*** Block opens ***

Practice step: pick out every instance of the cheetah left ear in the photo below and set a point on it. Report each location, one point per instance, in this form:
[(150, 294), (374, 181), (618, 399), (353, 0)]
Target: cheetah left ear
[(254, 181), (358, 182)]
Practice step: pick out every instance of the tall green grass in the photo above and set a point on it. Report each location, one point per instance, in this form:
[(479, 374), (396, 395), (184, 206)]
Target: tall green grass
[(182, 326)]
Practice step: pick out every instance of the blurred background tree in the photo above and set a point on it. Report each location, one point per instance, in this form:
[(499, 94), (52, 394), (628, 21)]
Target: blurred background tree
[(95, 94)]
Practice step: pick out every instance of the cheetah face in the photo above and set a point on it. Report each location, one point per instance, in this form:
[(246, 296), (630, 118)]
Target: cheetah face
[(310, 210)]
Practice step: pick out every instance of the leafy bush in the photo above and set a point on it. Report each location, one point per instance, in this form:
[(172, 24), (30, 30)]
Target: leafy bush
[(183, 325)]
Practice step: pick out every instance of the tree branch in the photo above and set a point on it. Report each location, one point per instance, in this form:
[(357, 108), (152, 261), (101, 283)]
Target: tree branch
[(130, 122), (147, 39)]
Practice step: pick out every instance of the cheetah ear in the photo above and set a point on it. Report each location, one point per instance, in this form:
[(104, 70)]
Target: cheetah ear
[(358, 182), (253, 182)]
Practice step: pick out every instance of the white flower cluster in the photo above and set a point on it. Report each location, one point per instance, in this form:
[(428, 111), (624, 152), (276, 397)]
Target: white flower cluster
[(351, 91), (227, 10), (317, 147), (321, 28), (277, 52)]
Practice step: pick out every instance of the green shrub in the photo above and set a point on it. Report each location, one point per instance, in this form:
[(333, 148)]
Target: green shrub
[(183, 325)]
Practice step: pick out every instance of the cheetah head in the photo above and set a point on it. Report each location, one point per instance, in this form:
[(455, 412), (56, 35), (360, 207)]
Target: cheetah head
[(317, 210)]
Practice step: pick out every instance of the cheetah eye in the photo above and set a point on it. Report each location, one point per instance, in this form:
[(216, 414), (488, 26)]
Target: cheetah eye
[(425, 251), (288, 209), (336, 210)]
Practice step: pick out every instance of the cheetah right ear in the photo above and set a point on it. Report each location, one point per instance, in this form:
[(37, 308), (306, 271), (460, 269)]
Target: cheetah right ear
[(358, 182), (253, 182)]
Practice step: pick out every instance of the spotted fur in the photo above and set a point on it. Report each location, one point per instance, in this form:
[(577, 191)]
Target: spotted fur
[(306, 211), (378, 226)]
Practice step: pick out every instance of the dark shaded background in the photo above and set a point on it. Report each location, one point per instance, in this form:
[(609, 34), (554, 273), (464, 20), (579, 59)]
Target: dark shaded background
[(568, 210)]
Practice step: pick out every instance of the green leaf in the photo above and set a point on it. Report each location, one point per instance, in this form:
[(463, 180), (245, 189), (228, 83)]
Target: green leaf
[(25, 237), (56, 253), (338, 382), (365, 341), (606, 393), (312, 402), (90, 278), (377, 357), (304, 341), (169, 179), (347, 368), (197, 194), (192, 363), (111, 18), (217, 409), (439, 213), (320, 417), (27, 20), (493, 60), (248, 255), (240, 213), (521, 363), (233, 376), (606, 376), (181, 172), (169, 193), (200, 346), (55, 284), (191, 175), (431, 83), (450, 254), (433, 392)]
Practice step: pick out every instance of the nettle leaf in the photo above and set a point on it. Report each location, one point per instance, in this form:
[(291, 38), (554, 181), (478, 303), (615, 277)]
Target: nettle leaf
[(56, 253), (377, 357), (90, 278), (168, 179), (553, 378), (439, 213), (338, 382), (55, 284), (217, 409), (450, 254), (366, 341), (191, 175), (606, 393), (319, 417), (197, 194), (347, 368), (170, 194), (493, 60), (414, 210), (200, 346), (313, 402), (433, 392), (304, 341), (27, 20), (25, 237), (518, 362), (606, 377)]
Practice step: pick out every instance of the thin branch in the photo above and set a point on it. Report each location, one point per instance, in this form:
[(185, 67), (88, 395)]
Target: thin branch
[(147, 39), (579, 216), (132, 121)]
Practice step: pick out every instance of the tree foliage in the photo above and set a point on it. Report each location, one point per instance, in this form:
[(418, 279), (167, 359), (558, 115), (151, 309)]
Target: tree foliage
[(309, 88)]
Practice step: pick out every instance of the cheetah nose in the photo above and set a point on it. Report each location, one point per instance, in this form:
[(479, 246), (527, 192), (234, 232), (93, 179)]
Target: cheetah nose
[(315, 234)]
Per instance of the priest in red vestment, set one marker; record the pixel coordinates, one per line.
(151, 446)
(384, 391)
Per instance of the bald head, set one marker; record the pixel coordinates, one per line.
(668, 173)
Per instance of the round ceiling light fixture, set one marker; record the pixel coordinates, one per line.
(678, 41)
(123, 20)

*** Block closes ***

Give the records back in full, word for word.

Practice step: pick out every instance of the cheetah left ear in the photo below and set a point on it. Report each location, one point per instance, in this form:
[(150, 294), (374, 181), (618, 399), (353, 0)]
Target: cheetah left ear
[(254, 181), (358, 182)]
Practice step: pick out every instance of the tall green grass in the photo above and set a point on it. Report each location, one point per instance, in this form:
[(479, 374), (396, 395), (184, 206)]
Target: tall green grass
[(182, 326)]
Practice step: pick out every instance of the blurred background tree in the photo above and set a point on it. Report each location, one point per instance, in this form:
[(499, 94), (52, 394), (628, 21)]
Target: blurred background tree
[(95, 94)]
Practice step: pick out every instance of the cheetah face in the photo above and set a point on it. Report each location, one point per instance, in this form:
[(246, 296), (630, 118)]
Target: cheetah face
[(310, 210)]
Practice step: pick out every instance of the leafy bush in the photo above and set a point on it. Report each location, one point per instance, in this form:
[(172, 24), (30, 30)]
Target: leafy bush
[(183, 325)]
Practice step: pick out every instance of the tree branch in the photo above and set a point on it. Report each location, one point per instance, in this form:
[(357, 108), (152, 261), (101, 283)]
Target: tree branch
[(130, 122), (147, 39)]
Practice step: pick out every instance of the cheetah ear in the photo above and set a point on it. Report each location, one point per instance, in this form:
[(104, 70)]
Target: cheetah ear
[(358, 182), (253, 182)]
Practice step: pick out every instance of the white flower cluster in the photo above and set a point on it. Report each location, one point per instance, in this form:
[(428, 111), (624, 152), (276, 397)]
Target: white flower cluster
[(351, 91), (227, 10), (317, 147), (321, 28), (277, 52)]
Practice step: pick out every instance of the green shrub in the photo above and set a point on it. Report each location, one point per instance, in this form:
[(333, 148)]
Target: green shrub
[(183, 325)]
Practice step: pick out every instance of the cheetah head in the photo above and set a point on it. Report each location, one point per instance, in this form:
[(455, 412), (56, 35), (360, 207)]
Target: cheetah head
[(317, 210)]
Practice step: pick out every instance of the cheetah eye in the photo above and set a point on it. Report each location, one point per instance, in this form:
[(216, 414), (488, 26)]
Target: cheetah eye
[(425, 251), (288, 209), (336, 210)]
Practice step: pick out every instance of the cheetah right ear in the photo above and set a point on it. Report each location, one point per instance, in this form:
[(37, 308), (306, 271), (460, 269)]
Target: cheetah right ear
[(358, 182), (253, 182)]
Practice step: pick out every instance of the spotted fur in the photo above and set a point on it. Report each location, one point per instance, in this form:
[(577, 191)]
Target: spotted fur
[(306, 211), (378, 226)]
Practice step: pick out every instance of the dark shaded background in the photo above and set a point on it. Report each location, one point per instance, in this form:
[(609, 34), (554, 273), (464, 20), (579, 59)]
Target: dark shaded background
[(568, 210)]
Practice step: pick out every instance of the green leaf in the photo above and set a point on it. Report each location, one point per instance, in this form:
[(463, 180), (245, 189), (228, 83)]
Target: green leaf
[(25, 237), (56, 253), (338, 382), (365, 341), (606, 393), (312, 402), (90, 278), (377, 357), (304, 341), (169, 179), (347, 368), (197, 194), (192, 363), (111, 18), (217, 409), (439, 213), (320, 417), (27, 20), (493, 60), (248, 255), (240, 213), (521, 363), (233, 376), (606, 376), (181, 172), (169, 193), (200, 346), (55, 284), (191, 175), (431, 83), (450, 254), (433, 392)]
Practice step: pick out every instance of the nettle leaf in the photo above and set a point on it. Report each location, one point per instance, in this form:
[(291, 38), (554, 181), (478, 303), (615, 277)]
Target: nettle leaf
[(56, 253), (377, 357), (90, 278), (168, 179), (553, 378), (439, 213), (338, 382), (55, 284), (217, 409), (450, 254), (366, 341), (191, 175), (606, 393), (319, 417), (197, 194), (347, 368), (170, 194), (493, 60), (414, 210), (200, 346), (313, 402), (433, 392), (304, 341), (27, 20), (25, 237), (518, 362), (606, 377)]
Practice step: pick out every instance of the thin branch in the photo above and set a point on it. Report each location, one point per instance, in this form:
[(185, 67), (88, 395)]
Target: thin branch
[(147, 39), (579, 216), (132, 121)]
Practice step: pick out every instance of the tree foliage in the photo above and set a point on it. Report each location, one point per instance, in this form:
[(418, 279), (167, 359), (558, 115), (151, 309)]
Target: tree foliage
[(309, 88)]
Practice step: pick out every instance of the cheetah nose in the photo above and set a point on it. Report each location, one point per instance, in this form:
[(479, 246), (527, 192), (234, 232), (93, 179)]
Target: cheetah nose
[(315, 234)]
Per instance of the priest in red vestment, set one marker; record the pixel coordinates, one per line.
(151, 446)
(384, 391)
Per instance of the bald head, set one marker; record the pixel coordinates, one per line.
(668, 173)
Per instance of the round ceiling light fixture, set one marker; record the pixel coordinates, one per line.
(678, 41)
(123, 20)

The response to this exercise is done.